> [Goal of the exercise]: Reproduce all of the material exactly as shown.

> [Source records]:
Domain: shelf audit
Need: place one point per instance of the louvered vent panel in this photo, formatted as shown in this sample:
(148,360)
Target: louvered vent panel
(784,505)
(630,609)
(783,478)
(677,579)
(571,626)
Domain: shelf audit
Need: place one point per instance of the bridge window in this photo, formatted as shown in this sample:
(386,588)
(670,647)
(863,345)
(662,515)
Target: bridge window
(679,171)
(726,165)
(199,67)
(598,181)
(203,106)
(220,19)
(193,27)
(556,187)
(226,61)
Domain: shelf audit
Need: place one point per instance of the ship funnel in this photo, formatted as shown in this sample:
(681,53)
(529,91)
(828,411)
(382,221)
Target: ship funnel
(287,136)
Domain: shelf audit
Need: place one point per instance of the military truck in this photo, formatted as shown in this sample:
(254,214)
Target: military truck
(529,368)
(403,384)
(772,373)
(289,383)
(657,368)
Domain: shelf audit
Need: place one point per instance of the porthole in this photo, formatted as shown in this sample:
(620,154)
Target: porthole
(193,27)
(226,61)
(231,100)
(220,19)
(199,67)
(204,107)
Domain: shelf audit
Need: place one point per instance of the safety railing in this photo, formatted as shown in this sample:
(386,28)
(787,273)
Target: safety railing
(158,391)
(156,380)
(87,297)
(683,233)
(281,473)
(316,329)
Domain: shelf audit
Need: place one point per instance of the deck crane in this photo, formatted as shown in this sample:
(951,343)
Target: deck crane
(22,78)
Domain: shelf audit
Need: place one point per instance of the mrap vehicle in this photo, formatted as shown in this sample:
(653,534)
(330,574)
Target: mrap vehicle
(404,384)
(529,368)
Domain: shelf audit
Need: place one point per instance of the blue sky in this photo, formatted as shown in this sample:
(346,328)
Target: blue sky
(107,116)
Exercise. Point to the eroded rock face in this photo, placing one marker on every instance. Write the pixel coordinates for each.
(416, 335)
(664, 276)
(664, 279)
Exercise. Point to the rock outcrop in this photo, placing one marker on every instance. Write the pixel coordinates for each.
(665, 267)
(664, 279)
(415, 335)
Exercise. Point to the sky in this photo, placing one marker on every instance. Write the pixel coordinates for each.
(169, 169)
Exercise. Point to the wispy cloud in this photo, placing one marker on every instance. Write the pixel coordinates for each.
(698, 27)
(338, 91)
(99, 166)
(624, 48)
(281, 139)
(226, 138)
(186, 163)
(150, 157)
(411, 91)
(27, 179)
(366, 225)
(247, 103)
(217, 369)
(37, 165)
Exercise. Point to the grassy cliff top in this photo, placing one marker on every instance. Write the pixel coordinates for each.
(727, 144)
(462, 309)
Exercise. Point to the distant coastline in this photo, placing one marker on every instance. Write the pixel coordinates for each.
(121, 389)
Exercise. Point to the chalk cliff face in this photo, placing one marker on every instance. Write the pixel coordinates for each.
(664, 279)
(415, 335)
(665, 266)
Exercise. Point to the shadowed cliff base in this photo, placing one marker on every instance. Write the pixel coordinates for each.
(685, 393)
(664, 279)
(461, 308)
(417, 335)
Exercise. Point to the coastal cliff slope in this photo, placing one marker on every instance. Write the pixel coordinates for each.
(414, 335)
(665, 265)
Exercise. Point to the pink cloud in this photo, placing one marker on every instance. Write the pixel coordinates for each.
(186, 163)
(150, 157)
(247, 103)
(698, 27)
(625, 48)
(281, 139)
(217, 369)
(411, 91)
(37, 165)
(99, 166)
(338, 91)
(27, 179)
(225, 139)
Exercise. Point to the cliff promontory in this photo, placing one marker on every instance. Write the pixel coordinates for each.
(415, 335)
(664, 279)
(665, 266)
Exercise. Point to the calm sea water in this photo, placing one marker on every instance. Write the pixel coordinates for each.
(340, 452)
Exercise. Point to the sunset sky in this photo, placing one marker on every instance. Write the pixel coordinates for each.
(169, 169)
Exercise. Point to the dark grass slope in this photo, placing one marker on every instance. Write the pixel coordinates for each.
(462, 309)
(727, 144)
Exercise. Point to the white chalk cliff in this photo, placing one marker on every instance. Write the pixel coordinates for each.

> [Result below]:
Domain: shelf audit
Need: place one point per instance of the louvered vent panel in this photo, formatted as shown in this sample:
(148,360)
Target: louvered vent panel
(784,505)
(630,609)
(783,478)
(677,579)
(571,626)
Domain: shelf audit
Need: place one point per instance of the bridge window in this photo, formatted as shown in this sample:
(386,588)
(670,647)
(863,345)
(662,515)
Target: bridge window
(679,171)
(726,165)
(199,67)
(598,181)
(203,106)
(220,19)
(193,27)
(556,187)
(226,61)
Domain: shelf audit
Need: place one point per instance of the ship funnel in this photo, formatted as shown in this sample:
(681,53)
(529,91)
(828,411)
(382,221)
Target: ship funnel
(287,136)
Domain: shelf audit
Need: place one point per instance of the military truck in this photo, formatted as shown in this sample:
(254,214)
Target: military truck
(529,368)
(403,384)
(772,373)
(289,383)
(657,368)
Domain: shelf audit
Need: place one point per instance of the porthole in this photo, formatted as shown in this sample:
(620,154)
Target: porthole
(193,27)
(226,61)
(231,100)
(220,19)
(199,67)
(204,107)
Domain: shelf audit
Need: place one point per instance of the safety railing in this photo, formatted as shown in this sample:
(386,28)
(787,273)
Target: safety railing
(158,391)
(156,380)
(87,297)
(683,233)
(281,473)
(316,329)
Domain: shelf audit
Need: place one point per instance of the deck crane in this photo, formatted as shown in this sample:
(951,343)
Target: deck crane
(22,78)
Domain: shelf audit
Need: place one point per instance of the mrap vehicle in this photo, formatted as shown in this sample:
(653,534)
(330,574)
Target: mrap vehicle
(404,384)
(529,368)
Domain: shelf audit
Need: place one point per instance of the blue sky in this photo, formatted as shown in this sample:
(346,328)
Target: blue sky
(107,116)
Exercise. Point to the eroded rock face in this photo, placing one marker on every instance. Write the pixel coordinates for each.
(416, 335)
(664, 276)
(664, 279)
Exercise. Point to the rock outcrop in this photo, placing one marker on every instance. Write the pixel coordinates for each.
(665, 267)
(664, 279)
(415, 335)
Exercise. Point to the sky in this photo, placing one marker on every instance. Write the pixel coordinates for each.
(169, 169)
Exercise. Point to the wispy cloud in this photo, placing one marker on every instance. Write the pixel coordinates for each.
(698, 27)
(338, 91)
(99, 166)
(624, 48)
(281, 139)
(226, 138)
(186, 163)
(150, 157)
(411, 91)
(27, 179)
(366, 225)
(247, 103)
(217, 369)
(37, 165)
Exercise. Point to the grassy cliff top in this photo, placing one marker on every instance. Write the pixel coordinates for each.
(727, 144)
(462, 309)
Exercise. Point to the distant coastline in this photo, placing one marker on every instance. Write the pixel coordinates for each.
(121, 389)
Exercise. Point to the chalk cliff face in this photo, placing one marker on every instance. Write the pixel coordinates for each.
(664, 279)
(415, 335)
(665, 266)
Exercise. Point to the shadowed cliff base in this photo, placing one marker on every instance. Write the pixel coordinates for each.
(685, 393)
(664, 279)
(461, 308)
(417, 335)
Exercise. Point to the coastal cliff slope in this photo, placing one marker on every instance. Write the pixel coordinates for each.
(414, 335)
(665, 265)
Exercise. Point to the pink cloud in this photo, placing one marker on every instance. Write the pixel coordinates for each.
(186, 163)
(150, 157)
(247, 103)
(698, 27)
(625, 48)
(281, 139)
(217, 369)
(411, 91)
(37, 165)
(99, 166)
(338, 91)
(27, 179)
(225, 139)
Exercise. Point to the cliff promontory in this photo, placing one marker on every instance. Write the pixel coordinates for each.
(415, 335)
(664, 279)
(665, 266)
Exercise. Point to the calm sea water in this photo, placing one marker on every instance. Write the pixel coordinates for each.
(340, 452)
Exercise. Point to the sunset sky in this photo, placing one marker on every instance. Write the pixel coordinates for each.
(169, 169)
Exercise. Point to the dark grass slope in this photo, placing one marker on every instance. Write the pixel coordinates for each.
(462, 309)
(727, 144)
Exercise. Point to the white chalk cliff in this photo, placing one marker on every instance. Write the pixel coordinates for each.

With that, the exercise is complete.